──────── Data entries
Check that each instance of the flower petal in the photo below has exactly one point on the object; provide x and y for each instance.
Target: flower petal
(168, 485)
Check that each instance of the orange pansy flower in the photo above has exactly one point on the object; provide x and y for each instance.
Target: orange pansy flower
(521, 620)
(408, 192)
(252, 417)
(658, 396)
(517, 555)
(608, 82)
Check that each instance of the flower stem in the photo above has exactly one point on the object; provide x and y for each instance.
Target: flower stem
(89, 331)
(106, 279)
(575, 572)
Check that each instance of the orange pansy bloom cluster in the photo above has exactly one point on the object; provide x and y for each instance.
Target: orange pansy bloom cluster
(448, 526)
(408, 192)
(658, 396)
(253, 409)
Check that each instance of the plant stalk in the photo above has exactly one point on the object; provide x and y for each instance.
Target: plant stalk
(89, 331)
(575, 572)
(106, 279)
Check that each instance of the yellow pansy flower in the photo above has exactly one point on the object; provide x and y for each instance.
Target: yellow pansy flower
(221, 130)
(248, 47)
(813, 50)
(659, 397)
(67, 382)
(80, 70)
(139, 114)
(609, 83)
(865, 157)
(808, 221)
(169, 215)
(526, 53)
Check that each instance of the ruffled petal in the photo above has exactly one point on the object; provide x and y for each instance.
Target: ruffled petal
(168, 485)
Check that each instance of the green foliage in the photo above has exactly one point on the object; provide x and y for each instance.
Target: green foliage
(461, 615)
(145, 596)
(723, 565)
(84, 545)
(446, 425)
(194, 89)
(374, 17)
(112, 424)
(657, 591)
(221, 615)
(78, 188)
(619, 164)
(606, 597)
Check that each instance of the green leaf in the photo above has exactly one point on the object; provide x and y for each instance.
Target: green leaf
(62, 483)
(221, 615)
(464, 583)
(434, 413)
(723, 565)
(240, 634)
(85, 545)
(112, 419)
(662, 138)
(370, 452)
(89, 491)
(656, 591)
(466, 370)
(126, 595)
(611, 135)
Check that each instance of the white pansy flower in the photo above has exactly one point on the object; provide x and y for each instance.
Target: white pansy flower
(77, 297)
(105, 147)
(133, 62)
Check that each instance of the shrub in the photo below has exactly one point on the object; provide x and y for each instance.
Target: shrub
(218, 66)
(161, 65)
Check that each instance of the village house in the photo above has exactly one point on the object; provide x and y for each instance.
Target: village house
────────────────
→ What needs to be done
Quote the material exactly, leaving nothing out.

→ The answer
Check that each instance of the flower petal in the photo below has exactly one point on the object; provide x and y for each instance.
Target: flower petal
(168, 485)
Check that each instance of the orange pansy flower in the photo above has exactly one point on the object; provide x and y for each instance.
Target: orange pansy flower
(521, 620)
(408, 192)
(252, 417)
(658, 396)
(517, 555)
(608, 82)
Check that each instance of the flower stem in the photo above has exactly one point on the object; provide x and y for each instance.
Target: flower stem
(89, 331)
(106, 279)
(575, 572)
Check that each instance of the orange pansy bloom cluster in the photo above has exactly one point on the object; provide x and y for each instance.
Target: orange pansy bloom cluster
(448, 526)
(408, 192)
(658, 396)
(253, 409)
Check that each instance of the plant stalk in the photo above has exactly one point on the object; provide x and y for each instance.
Target: plant stalk
(89, 331)
(575, 572)
(106, 279)
Check that each instance of the yellow pansy flower in the photo above has exactly one point on the object; provide x and y for each instance.
Target: yellow pansy flower
(221, 130)
(248, 47)
(813, 50)
(659, 397)
(67, 382)
(80, 70)
(139, 114)
(609, 83)
(865, 157)
(808, 221)
(169, 215)
(526, 53)
Check that each instance of the ruffled petal in the photo above has exactly one point on the object; provide x and y for each instance.
Target: ruffled petal
(168, 485)
Check that each instance of the green foliage in the photo above has exactly one point on the object; provide x and y for each instance.
Target: green foliage
(461, 615)
(145, 596)
(723, 565)
(84, 545)
(446, 425)
(194, 89)
(374, 17)
(112, 424)
(657, 591)
(221, 615)
(78, 188)
(619, 164)
(606, 597)
Check that each instance of the green leaf in the photo above has exactly one point on the object; provide x and y for each instance.
Target: green leaf
(62, 483)
(221, 615)
(464, 583)
(434, 413)
(723, 565)
(240, 634)
(85, 545)
(112, 419)
(662, 138)
(370, 452)
(89, 491)
(656, 591)
(466, 370)
(126, 595)
(611, 135)
Check that each instance of the white pansy flower in the photo above has exactly one point on the object; provide x and y for each instance.
Target: white pansy flower
(77, 297)
(105, 147)
(133, 62)
Check that each instance of the shrub in the photo below has exactly one point on the object; provide x and y for each instance.
Target: shrub
(218, 66)
(161, 65)
Check that each instance of the village house in the photo above has exactly one point on the object; provide x and y for each instance.
Target: village house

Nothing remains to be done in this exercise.